:: DATA PROVIDED ::

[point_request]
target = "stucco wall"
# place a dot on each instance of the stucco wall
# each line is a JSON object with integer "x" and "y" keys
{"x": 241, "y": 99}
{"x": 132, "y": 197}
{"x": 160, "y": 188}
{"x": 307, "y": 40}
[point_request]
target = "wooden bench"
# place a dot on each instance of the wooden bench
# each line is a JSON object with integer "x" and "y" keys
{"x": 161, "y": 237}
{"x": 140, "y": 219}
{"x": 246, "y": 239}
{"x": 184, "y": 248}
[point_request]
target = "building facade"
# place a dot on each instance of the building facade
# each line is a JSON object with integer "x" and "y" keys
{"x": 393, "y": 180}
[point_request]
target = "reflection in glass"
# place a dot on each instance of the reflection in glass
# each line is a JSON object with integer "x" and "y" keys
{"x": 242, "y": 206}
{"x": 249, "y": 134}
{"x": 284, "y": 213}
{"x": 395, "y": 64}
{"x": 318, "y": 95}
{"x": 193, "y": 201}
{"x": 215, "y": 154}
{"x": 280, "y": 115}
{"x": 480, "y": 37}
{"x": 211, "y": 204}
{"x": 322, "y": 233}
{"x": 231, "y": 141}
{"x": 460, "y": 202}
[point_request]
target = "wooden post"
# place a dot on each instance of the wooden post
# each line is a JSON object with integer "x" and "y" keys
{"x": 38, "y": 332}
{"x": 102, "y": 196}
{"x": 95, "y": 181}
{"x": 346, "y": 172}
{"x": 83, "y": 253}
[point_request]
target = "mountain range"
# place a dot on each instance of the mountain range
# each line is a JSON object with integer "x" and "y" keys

:: TASK BRIEF ::
Where the string "stucco" occurs in a line of the listing above, count that line, then report the total and nothing else.

:: WRITTEN ANSWER ::
2